╔══

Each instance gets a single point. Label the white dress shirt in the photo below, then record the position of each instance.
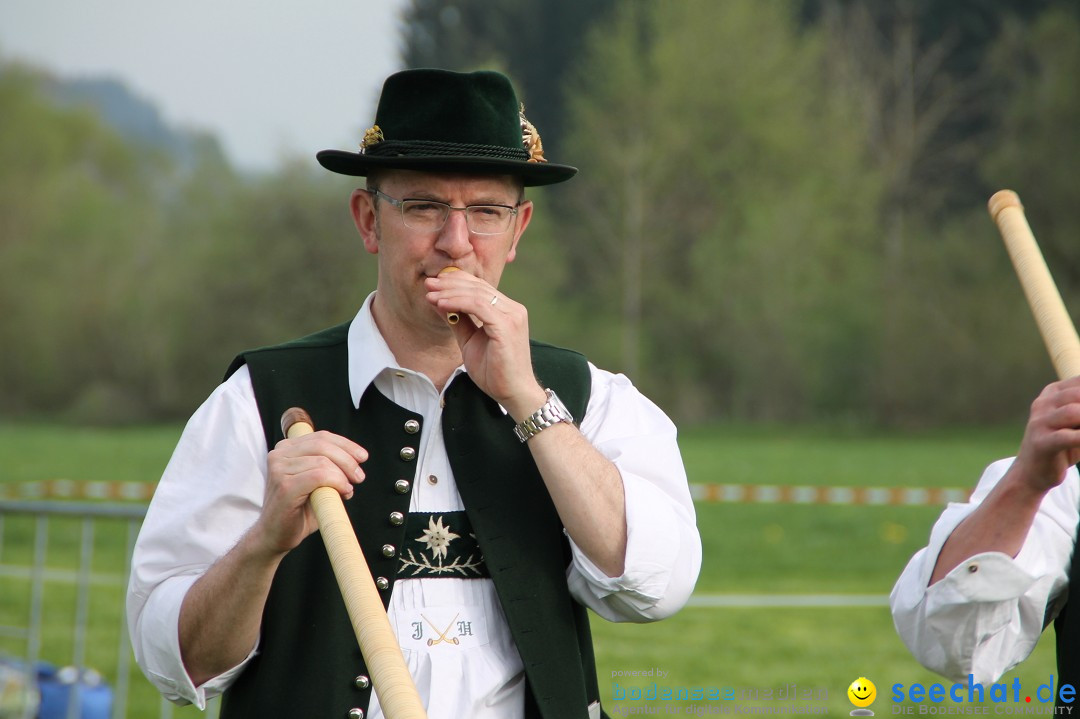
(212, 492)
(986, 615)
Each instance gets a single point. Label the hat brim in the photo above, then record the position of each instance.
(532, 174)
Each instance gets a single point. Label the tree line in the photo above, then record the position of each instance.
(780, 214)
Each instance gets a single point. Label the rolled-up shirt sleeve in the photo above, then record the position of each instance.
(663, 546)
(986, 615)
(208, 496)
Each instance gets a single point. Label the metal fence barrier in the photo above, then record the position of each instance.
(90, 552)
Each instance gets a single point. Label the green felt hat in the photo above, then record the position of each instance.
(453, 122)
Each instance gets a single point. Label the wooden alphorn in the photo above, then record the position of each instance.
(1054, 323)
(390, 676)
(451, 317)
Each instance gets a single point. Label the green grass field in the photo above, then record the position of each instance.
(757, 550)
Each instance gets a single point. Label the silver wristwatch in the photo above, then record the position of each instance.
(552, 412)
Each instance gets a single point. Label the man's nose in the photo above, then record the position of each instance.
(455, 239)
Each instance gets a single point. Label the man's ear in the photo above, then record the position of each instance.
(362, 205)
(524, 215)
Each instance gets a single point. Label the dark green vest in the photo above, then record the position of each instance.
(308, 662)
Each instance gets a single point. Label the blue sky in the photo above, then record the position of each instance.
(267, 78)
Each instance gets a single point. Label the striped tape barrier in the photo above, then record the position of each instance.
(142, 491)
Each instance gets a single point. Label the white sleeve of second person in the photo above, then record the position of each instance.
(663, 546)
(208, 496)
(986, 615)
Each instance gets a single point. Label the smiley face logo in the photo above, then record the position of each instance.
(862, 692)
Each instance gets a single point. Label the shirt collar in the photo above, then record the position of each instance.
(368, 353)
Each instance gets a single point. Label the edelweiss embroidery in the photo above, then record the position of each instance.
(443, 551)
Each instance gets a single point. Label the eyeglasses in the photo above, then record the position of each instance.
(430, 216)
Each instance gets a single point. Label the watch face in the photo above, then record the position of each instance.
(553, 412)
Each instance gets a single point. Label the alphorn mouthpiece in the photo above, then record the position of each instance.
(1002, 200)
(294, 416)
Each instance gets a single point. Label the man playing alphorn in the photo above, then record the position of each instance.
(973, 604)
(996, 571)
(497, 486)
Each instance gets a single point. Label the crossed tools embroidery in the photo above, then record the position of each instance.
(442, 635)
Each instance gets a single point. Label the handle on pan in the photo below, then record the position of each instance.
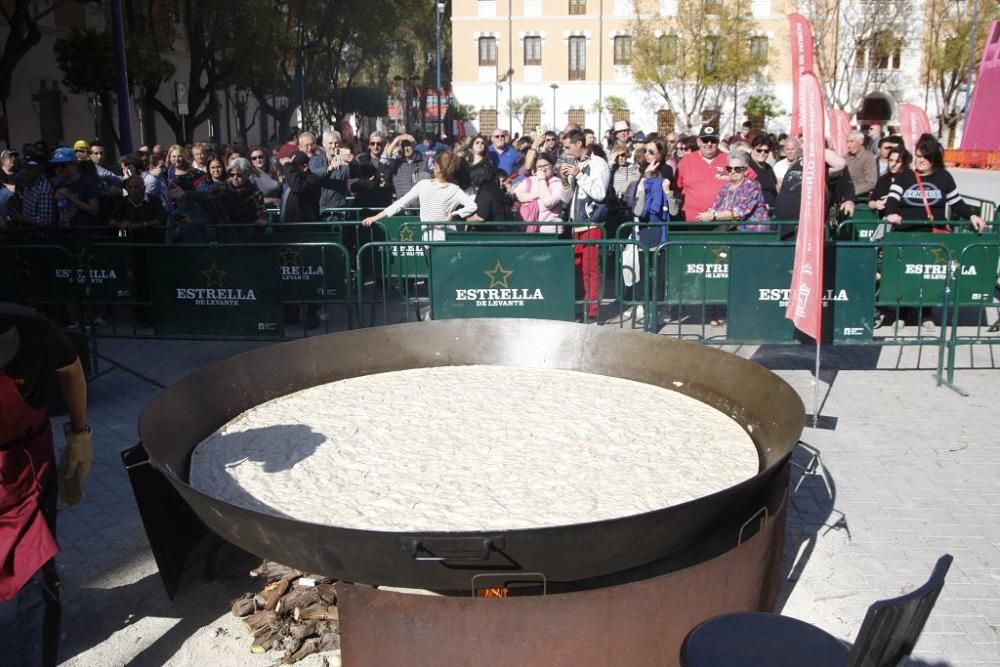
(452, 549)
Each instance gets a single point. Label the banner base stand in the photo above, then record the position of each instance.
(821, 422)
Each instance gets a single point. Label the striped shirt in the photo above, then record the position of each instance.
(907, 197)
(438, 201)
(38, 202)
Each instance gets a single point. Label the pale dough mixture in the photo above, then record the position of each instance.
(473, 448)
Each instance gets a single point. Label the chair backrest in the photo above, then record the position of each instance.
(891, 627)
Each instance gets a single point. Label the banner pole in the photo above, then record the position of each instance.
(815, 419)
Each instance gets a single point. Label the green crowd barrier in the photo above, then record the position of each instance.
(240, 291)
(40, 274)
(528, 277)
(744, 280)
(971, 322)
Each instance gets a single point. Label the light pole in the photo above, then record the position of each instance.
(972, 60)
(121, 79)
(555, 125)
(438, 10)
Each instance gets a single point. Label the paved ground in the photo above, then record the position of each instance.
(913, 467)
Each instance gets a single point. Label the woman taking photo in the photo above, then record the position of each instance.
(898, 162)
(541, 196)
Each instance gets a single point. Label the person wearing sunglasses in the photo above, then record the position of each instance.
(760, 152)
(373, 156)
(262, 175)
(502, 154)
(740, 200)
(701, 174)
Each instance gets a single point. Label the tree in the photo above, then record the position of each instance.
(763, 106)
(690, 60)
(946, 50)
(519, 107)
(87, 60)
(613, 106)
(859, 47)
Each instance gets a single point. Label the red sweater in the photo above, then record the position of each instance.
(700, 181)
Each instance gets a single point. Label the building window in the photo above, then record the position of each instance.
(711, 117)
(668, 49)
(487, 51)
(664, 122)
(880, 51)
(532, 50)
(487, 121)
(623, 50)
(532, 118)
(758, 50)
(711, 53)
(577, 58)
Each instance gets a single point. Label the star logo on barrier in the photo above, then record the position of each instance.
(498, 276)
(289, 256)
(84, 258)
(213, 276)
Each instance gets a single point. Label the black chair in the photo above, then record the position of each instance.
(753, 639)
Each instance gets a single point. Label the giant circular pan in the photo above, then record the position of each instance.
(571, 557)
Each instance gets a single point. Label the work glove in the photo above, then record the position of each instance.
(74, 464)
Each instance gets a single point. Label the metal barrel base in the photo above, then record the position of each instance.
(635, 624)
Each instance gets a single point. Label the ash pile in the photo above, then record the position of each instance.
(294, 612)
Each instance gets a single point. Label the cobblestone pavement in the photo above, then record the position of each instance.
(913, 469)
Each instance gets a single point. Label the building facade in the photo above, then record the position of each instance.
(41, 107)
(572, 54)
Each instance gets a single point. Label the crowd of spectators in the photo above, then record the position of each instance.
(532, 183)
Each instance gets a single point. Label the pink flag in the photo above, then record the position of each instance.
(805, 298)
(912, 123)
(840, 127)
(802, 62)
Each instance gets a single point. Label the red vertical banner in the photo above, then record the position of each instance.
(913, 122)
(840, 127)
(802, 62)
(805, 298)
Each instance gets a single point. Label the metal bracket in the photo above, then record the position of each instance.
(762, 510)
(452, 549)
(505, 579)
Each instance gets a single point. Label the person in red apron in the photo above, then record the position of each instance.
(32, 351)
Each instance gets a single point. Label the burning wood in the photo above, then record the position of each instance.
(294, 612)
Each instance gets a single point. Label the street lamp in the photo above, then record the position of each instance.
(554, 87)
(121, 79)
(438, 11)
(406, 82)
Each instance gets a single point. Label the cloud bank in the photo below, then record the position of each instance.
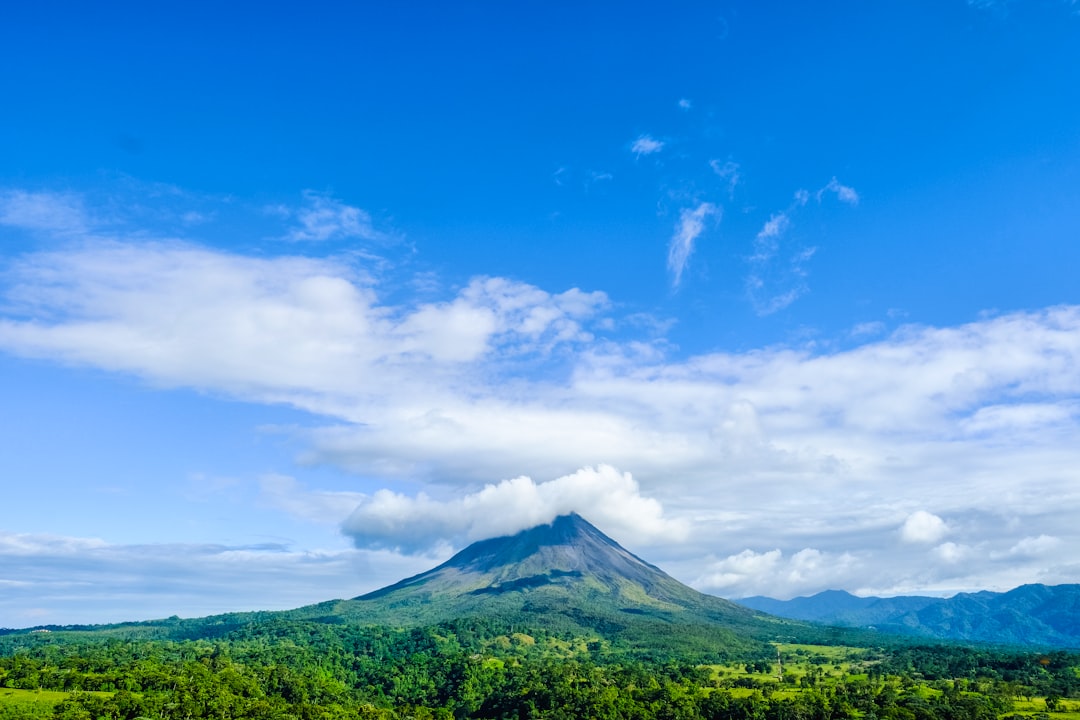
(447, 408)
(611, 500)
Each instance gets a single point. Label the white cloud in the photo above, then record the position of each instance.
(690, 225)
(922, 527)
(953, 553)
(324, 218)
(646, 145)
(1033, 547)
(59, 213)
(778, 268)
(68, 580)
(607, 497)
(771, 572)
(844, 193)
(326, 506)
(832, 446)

╚══

◆ What you will do
Quote all the records verbatim, dropping any pictures from your copy.

◆ Final result
Each instance gets a single point. Label the white dress shirt in the photo below, then record the position of each instance.
(212, 492)
(986, 615)
Each instance gets a single point. Label the hat brim in the photo above, then record the position of each instance.
(532, 174)
Each instance gets a single point. Label the tree line in the photo above, then record the position of each instance.
(780, 214)
Each instance gets a single point. Label the rolled-up shirt sleeve in the photo above, then record the position of each instance.
(663, 546)
(986, 615)
(208, 496)
Each instance gets a single point. Label the metal fence barrier in the photo above, then record the position of each instance.
(90, 552)
Each instance gets a single point. Label the green felt hat in the photo above, then record the position of each instance.
(453, 122)
Each instance gets a single point. Label the wooden alphorn in the photo above, then record the position of each instance.
(1054, 323)
(390, 676)
(451, 317)
Each instance gets a single point. Label the green grass field in the photo above, then record the position of each instance.
(757, 550)
Each instance gets a single point. Label the silver wristwatch in the photo above, then record the position of each instance.
(552, 412)
Each instance gets a single point. Label the man's nose in the photo above, then record the position of each instance.
(455, 239)
Each instance gets a single point. Label the man's ear in the photo above, then record the position of each instance.
(362, 205)
(524, 215)
Each instance gets a single point. Label the dark green vest in the photo above, then record the position of each instance.
(308, 662)
Each instance gets a single point. Label the blue sky in the photo above, then record the position of each instance.
(267, 78)
Each instance gets a single point. Label the striped tape barrier in the photo above, then record the position of each instance.
(142, 491)
Each instance gets a single point. Label the white sleeve of second person in the photo above, then record the position of each instance.
(663, 546)
(208, 496)
(986, 615)
Each instance gets a single point. Label the smiley face logo in the photo above, then record the position of each instance.
(862, 692)
Each instance gets a single point. Label the shirt collar in the photo above, then record the position of each instance.
(368, 353)
Each instance gets a single point. Label the edelweiss embroidery in the photo above, then record the position of each instance.
(443, 551)
Each instance gets a single point. Label the eyeglasses in the photo above, then record the position of each instance.
(430, 216)
Each instance gets a single point. Label the watch face in the photo above, then record the position of each instance.
(553, 412)
Each instance gets a single point. Label the alphorn mouthpiece in the photo above, then record the position of each instance.
(1002, 200)
(294, 416)
Each instance gets a single point. Label the man playing alphorn in the photo above, then record the position of each instance.
(973, 604)
(996, 571)
(497, 486)
Each instance gets a single point. Label the crossed tools embroidery in the photo above, then record the position of each instance.
(442, 635)
Each instance gets a single point. Label the handle on pan in the photo below, then record the position of each instance.
(452, 549)
Each instance gets a single point. Label the banner base stand in the photo above, then record the position of each instance.
(821, 422)
Each instance gets a single point. Label the striped shirt in the photo above, then record the position of each instance.
(907, 197)
(438, 201)
(38, 202)
Each instance gets a single point. Label the pale dough mixture in the photo above, then record the position of each instance.
(473, 448)
Each instance gets a single point. Label the chair backrest in the photo above, then record the position of each instance.
(891, 627)
Each instance gets a single point. Label the banner pole in the photo above, then record the position of each instance.
(815, 419)
Each instance gets a single point. Label the green crowd barrier in the photo above, then record the position of each instance.
(240, 291)
(40, 274)
(528, 277)
(744, 280)
(971, 322)
Each instance gets a single point. Label the light pole in the photo above, then record the position of each instance.
(972, 60)
(121, 79)
(555, 125)
(438, 10)
Each instance gets a single point. Label the paved ground in the photo above, then record the position of each instance.
(913, 467)
Each instance gets a single point. Label the woman taking photo in the photo above, then record the position of each instance.
(898, 162)
(541, 196)
Each instance gets a single point. Label the person wearing sunglasses in the photo above, then record the position of each instance.
(760, 152)
(373, 156)
(262, 175)
(502, 154)
(740, 200)
(701, 174)
Each instance gets a single point. Label the tree in the photo above, then record the position of each instance.
(763, 106)
(690, 60)
(946, 50)
(519, 107)
(87, 60)
(613, 106)
(859, 47)
Each instance gets a single point. Label the red sweater in the photo above, then record the position of each instance.
(700, 181)
Each instance gets a single point. Label the building window in the photo above, then record the position of each instance.
(711, 117)
(668, 49)
(487, 51)
(664, 122)
(880, 51)
(532, 50)
(487, 121)
(623, 50)
(532, 118)
(758, 50)
(711, 53)
(577, 58)
Each instance gets a single point. Label the star logo on barrier in the photo above, then record the position of each instance.
(498, 276)
(289, 256)
(84, 258)
(213, 276)
Each instance gets a single point. Label the black chair in the photo above, then record the position of each instance.
(753, 639)
Each instance gets a single point. Label the giant circular pan in the photo above, then record the position of each instance.
(571, 557)
Each instance gets a single point. Label the work glove in the photo above, then record the position of each instance.
(74, 464)
Each instance gets a single point. Label the metal barrel base in the photo above, then record the position of each instance.
(635, 624)
Each instance gets a single point. Label the ash pile in the photo above, then record the position of each instance.
(294, 612)
Each instance gets a single point. Label the cobblestone pavement in the photo above, then record the position of each instance.
(913, 469)
Each instance gets a single point. Label the building facade in the photo above, then record the position of each instance.
(41, 107)
(572, 54)
Each instance gets a single point. Label the crowd of spectators in the photo above, then record the position of each instance.
(532, 183)
Each instance gets a single point. Label the pink flag in the photo above, then record the position of each instance.
(805, 298)
(912, 123)
(840, 127)
(802, 62)
Each instance gets a single point. Label the red vertical banner in the photo above, then record the position of each instance.
(913, 122)
(840, 127)
(802, 62)
(805, 298)
Each instance gets a single point. Label the metal bracket in the photo above, then record the position of each instance.
(762, 510)
(452, 549)
(505, 579)
Each instance gets a single point. Label the person in red apron in the photo above, then record the position of each instance.
(32, 351)
Each instance gets a single point. Label the burning wood in the photo above, then record the position of each instance.
(294, 612)
Each instance gets a single point. Label the street lamp in the photo above, then record the position of each instance.
(554, 87)
(121, 79)
(438, 11)
(406, 82)
Each instance gets a single point. Label the cloud bank in the photo below, then record the position of each instance.
(447, 408)
(611, 500)
Each instance gets a single point. Label the white cloud in the photo above, then record the position of each instance.
(690, 225)
(922, 527)
(953, 553)
(324, 218)
(646, 145)
(1033, 547)
(59, 213)
(778, 268)
(68, 580)
(607, 497)
(771, 572)
(844, 193)
(326, 506)
(832, 446)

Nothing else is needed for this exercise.